Start of MATERIAL TO PROCESS
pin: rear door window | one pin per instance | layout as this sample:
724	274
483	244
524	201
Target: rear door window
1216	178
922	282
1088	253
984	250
End of MATERIAL TO PROCESS
REQUIRED ACTION
Each record shown above must be printed once more, exactly.

YOUR SOLUTION
pin: rear door window | one pin per instance | layout as this sample:
724	274
483	244
524	201
Target: rear door window
1216	178
922	282
1088	253
984	250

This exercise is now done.